### Region pointing data:
=======

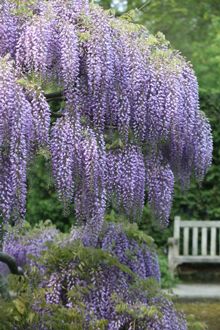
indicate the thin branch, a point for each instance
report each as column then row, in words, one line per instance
column 11, row 263
column 54, row 96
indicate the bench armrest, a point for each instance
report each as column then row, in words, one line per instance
column 172, row 241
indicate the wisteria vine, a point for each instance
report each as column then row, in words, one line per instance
column 131, row 121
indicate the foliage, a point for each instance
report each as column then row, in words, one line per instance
column 143, row 74
column 191, row 26
column 86, row 288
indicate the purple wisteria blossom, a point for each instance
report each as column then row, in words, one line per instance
column 118, row 84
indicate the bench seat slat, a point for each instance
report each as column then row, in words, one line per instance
column 200, row 224
column 213, row 242
column 204, row 241
column 195, row 242
column 186, row 241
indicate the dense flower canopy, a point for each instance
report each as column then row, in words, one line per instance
column 115, row 282
column 130, row 119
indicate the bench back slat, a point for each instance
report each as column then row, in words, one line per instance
column 204, row 241
column 213, row 242
column 195, row 241
column 199, row 224
column 186, row 241
column 197, row 238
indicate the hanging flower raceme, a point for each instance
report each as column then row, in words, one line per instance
column 79, row 166
column 126, row 179
column 115, row 78
column 9, row 28
column 15, row 142
column 160, row 185
column 24, row 125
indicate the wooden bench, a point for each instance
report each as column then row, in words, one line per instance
column 194, row 242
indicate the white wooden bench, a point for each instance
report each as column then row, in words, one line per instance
column 194, row 242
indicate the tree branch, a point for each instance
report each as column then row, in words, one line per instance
column 54, row 96
column 11, row 263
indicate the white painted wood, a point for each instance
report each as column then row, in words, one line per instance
column 177, row 221
column 213, row 242
column 198, row 259
column 199, row 224
column 195, row 242
column 186, row 241
column 174, row 257
column 204, row 241
column 176, row 235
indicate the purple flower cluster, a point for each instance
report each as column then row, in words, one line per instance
column 78, row 159
column 119, row 81
column 24, row 123
column 24, row 247
column 126, row 179
column 108, row 285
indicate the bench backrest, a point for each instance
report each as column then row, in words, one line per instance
column 197, row 237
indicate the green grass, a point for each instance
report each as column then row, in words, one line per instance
column 207, row 312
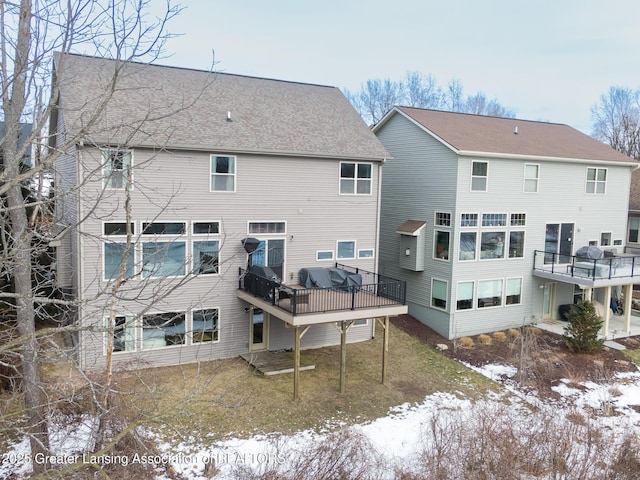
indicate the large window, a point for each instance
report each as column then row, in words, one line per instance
column 489, row 293
column 223, row 173
column 479, row 175
column 346, row 249
column 117, row 253
column 491, row 245
column 205, row 325
column 467, row 246
column 531, row 177
column 516, row 244
column 438, row 294
column 464, row 296
column 163, row 330
column 165, row 256
column 441, row 245
column 205, row 248
column 634, row 228
column 116, row 168
column 355, row 178
column 596, row 180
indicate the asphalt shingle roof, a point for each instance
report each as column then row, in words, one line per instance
column 172, row 107
column 509, row 136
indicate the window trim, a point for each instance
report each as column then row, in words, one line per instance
column 355, row 178
column 473, row 295
column 191, row 330
column 142, row 329
column 485, row 177
column 434, row 252
column 446, row 294
column 318, row 252
column 355, row 251
column 212, row 173
column 105, row 154
column 500, row 297
column 536, row 179
column 595, row 181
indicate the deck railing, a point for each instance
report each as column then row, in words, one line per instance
column 607, row 268
column 375, row 290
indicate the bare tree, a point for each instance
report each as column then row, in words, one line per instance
column 30, row 33
column 616, row 120
column 376, row 97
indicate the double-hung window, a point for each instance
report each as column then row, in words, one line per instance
column 116, row 169
column 206, row 247
column 596, row 180
column 118, row 253
column 479, row 176
column 223, row 173
column 205, row 326
column 163, row 249
column 355, row 178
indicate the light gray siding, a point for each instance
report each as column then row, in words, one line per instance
column 416, row 183
column 175, row 187
column 425, row 177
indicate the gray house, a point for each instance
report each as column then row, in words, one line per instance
column 485, row 218
column 209, row 214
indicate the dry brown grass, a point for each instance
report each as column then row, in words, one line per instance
column 213, row 399
column 499, row 336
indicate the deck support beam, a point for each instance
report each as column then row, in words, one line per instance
column 296, row 363
column 385, row 349
column 343, row 355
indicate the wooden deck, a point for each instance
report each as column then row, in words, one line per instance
column 275, row 363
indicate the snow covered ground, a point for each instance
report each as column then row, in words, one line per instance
column 394, row 441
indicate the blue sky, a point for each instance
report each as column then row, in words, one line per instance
column 546, row 59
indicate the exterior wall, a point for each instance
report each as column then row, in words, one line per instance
column 175, row 187
column 423, row 165
column 417, row 182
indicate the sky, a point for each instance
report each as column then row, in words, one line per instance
column 548, row 60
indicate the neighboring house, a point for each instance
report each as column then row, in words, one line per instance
column 633, row 232
column 213, row 166
column 483, row 217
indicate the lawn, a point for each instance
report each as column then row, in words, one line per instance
column 214, row 399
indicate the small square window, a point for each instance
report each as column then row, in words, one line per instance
column 346, row 250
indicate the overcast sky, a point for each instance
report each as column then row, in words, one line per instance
column 545, row 59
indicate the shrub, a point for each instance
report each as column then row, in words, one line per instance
column 582, row 333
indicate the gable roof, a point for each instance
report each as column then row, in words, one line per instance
column 172, row 107
column 467, row 133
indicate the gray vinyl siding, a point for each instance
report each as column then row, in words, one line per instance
column 417, row 182
column 424, row 177
column 303, row 192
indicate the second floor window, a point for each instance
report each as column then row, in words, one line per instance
column 355, row 178
column 596, row 180
column 479, row 175
column 223, row 173
column 116, row 168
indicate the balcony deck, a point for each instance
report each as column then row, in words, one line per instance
column 376, row 296
column 620, row 269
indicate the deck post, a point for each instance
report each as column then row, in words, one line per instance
column 385, row 349
column 296, row 363
column 343, row 355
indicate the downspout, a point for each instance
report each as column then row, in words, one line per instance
column 79, row 267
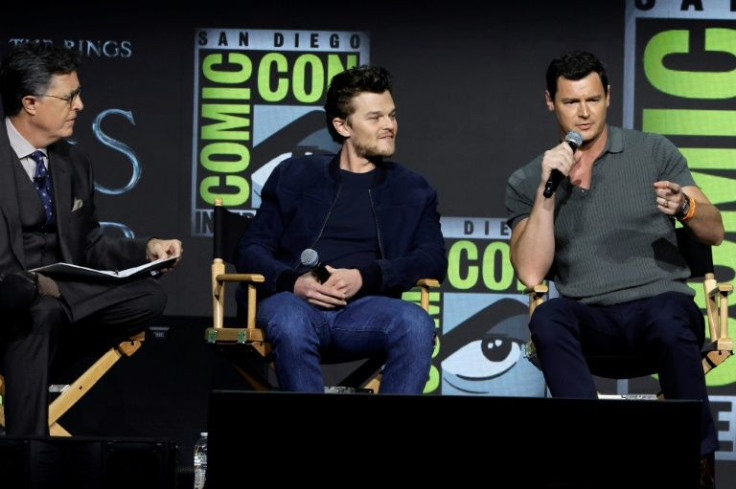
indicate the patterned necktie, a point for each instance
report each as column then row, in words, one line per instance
column 42, row 180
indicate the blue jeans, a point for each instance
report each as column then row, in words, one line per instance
column 301, row 334
column 668, row 327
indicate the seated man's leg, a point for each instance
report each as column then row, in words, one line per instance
column 676, row 330
column 26, row 359
column 291, row 325
column 562, row 330
column 123, row 308
column 399, row 329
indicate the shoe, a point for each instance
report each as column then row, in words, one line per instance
column 708, row 471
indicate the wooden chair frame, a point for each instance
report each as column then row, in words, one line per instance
column 720, row 346
column 75, row 391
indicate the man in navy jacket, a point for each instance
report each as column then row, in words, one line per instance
column 376, row 228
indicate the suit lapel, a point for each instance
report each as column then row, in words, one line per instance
column 9, row 209
column 61, row 179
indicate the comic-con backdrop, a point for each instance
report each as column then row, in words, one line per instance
column 185, row 107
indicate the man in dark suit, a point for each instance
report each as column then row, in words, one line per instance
column 47, row 215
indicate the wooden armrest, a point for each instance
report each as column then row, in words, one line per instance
column 424, row 285
column 537, row 289
column 240, row 277
column 536, row 295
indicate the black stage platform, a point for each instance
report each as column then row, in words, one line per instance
column 505, row 442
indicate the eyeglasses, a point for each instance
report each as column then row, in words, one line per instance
column 69, row 99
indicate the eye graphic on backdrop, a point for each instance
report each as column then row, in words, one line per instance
column 484, row 354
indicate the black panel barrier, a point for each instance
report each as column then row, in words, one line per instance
column 87, row 463
column 506, row 442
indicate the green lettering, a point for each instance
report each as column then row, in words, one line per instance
column 459, row 252
column 690, row 84
column 224, row 130
column 232, row 198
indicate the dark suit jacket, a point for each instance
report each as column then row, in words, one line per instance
column 80, row 236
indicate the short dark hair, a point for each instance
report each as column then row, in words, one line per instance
column 346, row 85
column 27, row 70
column 575, row 66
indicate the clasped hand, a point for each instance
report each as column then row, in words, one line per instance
column 157, row 249
column 669, row 197
column 343, row 284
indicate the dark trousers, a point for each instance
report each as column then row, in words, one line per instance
column 668, row 328
column 108, row 310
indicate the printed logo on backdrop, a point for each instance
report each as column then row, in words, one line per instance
column 680, row 81
column 258, row 97
column 484, row 315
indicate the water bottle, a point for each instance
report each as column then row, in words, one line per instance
column 200, row 461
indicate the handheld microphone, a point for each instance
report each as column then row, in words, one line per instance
column 574, row 139
column 310, row 258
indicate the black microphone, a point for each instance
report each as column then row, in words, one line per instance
column 574, row 139
column 310, row 258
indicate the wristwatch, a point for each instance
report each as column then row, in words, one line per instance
column 684, row 208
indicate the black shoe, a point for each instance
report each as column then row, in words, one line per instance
column 17, row 291
column 708, row 471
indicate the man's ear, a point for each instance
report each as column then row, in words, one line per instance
column 29, row 103
column 549, row 101
column 341, row 126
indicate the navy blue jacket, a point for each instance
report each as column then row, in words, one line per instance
column 296, row 202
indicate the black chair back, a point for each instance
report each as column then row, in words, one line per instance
column 699, row 258
column 227, row 230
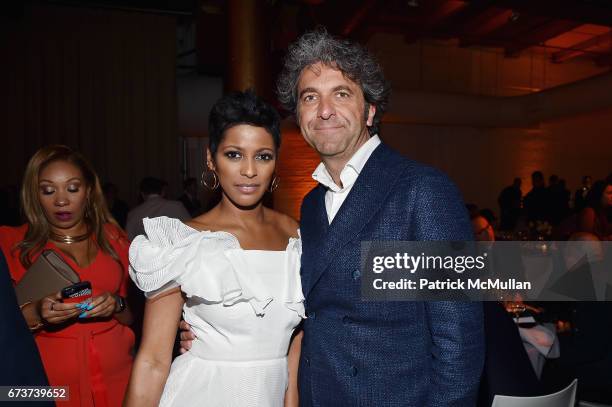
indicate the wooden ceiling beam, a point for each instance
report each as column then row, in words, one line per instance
column 540, row 35
column 581, row 48
column 576, row 10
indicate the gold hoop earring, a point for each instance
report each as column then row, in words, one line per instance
column 213, row 184
column 274, row 184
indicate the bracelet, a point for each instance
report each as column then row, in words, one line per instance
column 32, row 328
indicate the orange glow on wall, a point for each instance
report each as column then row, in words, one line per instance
column 297, row 161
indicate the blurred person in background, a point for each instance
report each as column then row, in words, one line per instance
column 153, row 194
column 594, row 217
column 86, row 346
column 509, row 201
column 582, row 192
column 190, row 197
column 118, row 208
column 537, row 201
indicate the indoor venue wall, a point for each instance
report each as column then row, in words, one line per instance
column 100, row 81
column 483, row 161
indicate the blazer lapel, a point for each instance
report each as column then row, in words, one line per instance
column 367, row 195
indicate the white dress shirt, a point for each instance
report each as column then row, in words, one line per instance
column 335, row 195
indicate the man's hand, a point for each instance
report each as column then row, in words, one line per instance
column 187, row 337
column 101, row 306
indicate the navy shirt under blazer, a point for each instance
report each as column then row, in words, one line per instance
column 358, row 353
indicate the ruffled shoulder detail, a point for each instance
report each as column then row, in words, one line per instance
column 294, row 297
column 207, row 265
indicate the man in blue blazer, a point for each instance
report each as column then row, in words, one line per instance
column 354, row 352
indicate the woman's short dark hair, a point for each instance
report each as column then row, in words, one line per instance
column 241, row 108
column 353, row 60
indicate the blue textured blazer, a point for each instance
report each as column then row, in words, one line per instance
column 358, row 353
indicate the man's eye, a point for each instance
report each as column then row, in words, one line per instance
column 264, row 157
column 233, row 155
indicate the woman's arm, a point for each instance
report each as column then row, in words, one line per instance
column 106, row 305
column 152, row 364
column 292, row 398
column 48, row 310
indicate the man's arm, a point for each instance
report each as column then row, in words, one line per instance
column 457, row 332
column 152, row 363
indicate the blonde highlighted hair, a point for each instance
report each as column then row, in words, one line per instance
column 97, row 213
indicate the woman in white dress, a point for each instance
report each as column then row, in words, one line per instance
column 233, row 272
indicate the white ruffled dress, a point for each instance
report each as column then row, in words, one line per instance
column 243, row 306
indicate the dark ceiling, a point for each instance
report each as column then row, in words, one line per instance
column 569, row 28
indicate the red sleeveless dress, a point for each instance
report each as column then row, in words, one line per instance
column 93, row 358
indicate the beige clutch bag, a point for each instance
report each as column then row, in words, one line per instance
column 48, row 275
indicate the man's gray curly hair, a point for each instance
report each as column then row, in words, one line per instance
column 353, row 60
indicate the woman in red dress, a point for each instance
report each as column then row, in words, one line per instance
column 86, row 346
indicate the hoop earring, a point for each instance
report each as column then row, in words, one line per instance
column 213, row 184
column 274, row 184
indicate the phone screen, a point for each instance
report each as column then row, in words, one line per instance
column 77, row 292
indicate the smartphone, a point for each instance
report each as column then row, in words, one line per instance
column 78, row 292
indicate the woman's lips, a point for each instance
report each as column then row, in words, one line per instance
column 247, row 188
column 63, row 216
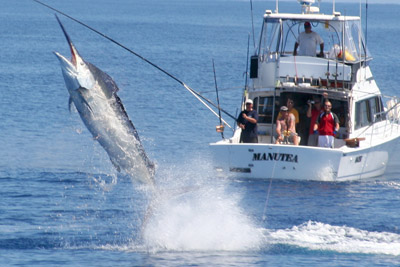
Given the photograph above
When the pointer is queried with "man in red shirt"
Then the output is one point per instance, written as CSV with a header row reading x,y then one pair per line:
x,y
327,125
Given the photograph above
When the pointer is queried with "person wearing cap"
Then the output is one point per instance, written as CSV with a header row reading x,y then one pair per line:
x,y
286,126
308,41
247,121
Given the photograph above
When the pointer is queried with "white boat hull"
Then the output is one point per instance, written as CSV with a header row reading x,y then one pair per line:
x,y
263,161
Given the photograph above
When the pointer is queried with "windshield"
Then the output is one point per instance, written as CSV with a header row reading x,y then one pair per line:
x,y
280,35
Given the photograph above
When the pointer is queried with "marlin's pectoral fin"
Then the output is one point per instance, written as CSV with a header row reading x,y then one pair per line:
x,y
115,165
80,90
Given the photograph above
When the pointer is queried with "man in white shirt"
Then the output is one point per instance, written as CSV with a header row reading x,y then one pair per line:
x,y
308,41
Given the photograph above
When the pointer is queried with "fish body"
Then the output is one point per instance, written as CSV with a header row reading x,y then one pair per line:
x,y
94,94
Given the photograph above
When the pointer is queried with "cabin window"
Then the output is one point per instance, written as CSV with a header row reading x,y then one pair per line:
x,y
369,111
265,109
363,114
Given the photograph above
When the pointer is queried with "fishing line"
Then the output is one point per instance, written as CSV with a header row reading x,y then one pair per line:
x,y
195,93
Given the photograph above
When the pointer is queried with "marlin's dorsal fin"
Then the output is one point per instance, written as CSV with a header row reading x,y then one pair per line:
x,y
70,104
80,90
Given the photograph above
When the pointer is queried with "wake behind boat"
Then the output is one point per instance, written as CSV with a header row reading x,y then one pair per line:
x,y
369,122
94,94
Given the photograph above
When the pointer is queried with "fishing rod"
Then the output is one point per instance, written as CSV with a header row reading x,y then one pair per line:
x,y
220,128
199,97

=======

### Your goal:
With the pictures omitted, set down each line exactly, starting at the first line of the records above and ending with the line that contains "indicate the white painted".

### Solution for this problem:
indicate the thin branch, a point for each instance
report each as column then row, in words, one line per instance
column 11, row 263
column 54, row 96
indicate the bench armrest, a point for each instance
report each as column then row, in words, one line per instance
column 172, row 241
indicate the wisteria vine, a point for each instance
report each as column then row, in words, one line per instance
column 131, row 121
indicate the foliage, a point for each instance
report each as column then row, in words, one line per instance
column 143, row 74
column 191, row 26
column 86, row 288
indicate the purple wisteria blossom, a point for each instance
report each as column then row, in words, one line per instance
column 118, row 84
indicate the bench seat slat, a point for each instance
report each as column then row, in words, one line per instance
column 200, row 224
column 213, row 242
column 204, row 241
column 195, row 242
column 186, row 241
indicate the dense flower canopy, a point for each instance
report each as column then row, in words, one line per instance
column 115, row 282
column 130, row 119
indicate the bench back slat, a point for each instance
report each as column then row, in words, one line per instance
column 204, row 241
column 213, row 242
column 195, row 241
column 199, row 224
column 186, row 241
column 197, row 238
indicate the hanging flower raceme, a point for each instance
report each as column then row, in words, one line per instance
column 79, row 166
column 126, row 179
column 115, row 78
column 9, row 28
column 15, row 142
column 160, row 185
column 24, row 125
indicate the wooden bench, a point for each instance
report each as column then row, in words, one line per instance
column 194, row 242
indicate the white wooden bench, a point for each instance
report each as column then row, in words, one line per instance
column 194, row 242
indicate the tree branch, a point for each instance
report each as column then row, in words, one line per instance
column 54, row 96
column 11, row 263
indicate the white painted wood, a point for each instance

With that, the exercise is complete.